DATA PROVIDED:
— Begin —

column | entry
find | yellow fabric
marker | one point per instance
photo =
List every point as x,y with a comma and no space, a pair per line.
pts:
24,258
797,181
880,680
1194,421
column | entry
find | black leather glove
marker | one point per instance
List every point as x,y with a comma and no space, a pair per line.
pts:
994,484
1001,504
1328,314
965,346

— End —

EXERCISE REQUIREMENTS:
Repeat all of the rows above, swapping "one point per instance" for "a single point per instance" wherever it occurs and changing nothing else.

OUTPUT FOR THIS EXERCISE:
column | entry
find | yellow fabric
marker | a single point per instance
photo =
List every point as x,y with a comma and no space, a pair per line.
pts:
24,258
797,181
880,680
1194,421
column | entry
find | black leather glove
marker | a single point per instance
List every point as x,y with a comma and no space, a pair per line.
pts:
994,484
1001,504
1328,314
965,346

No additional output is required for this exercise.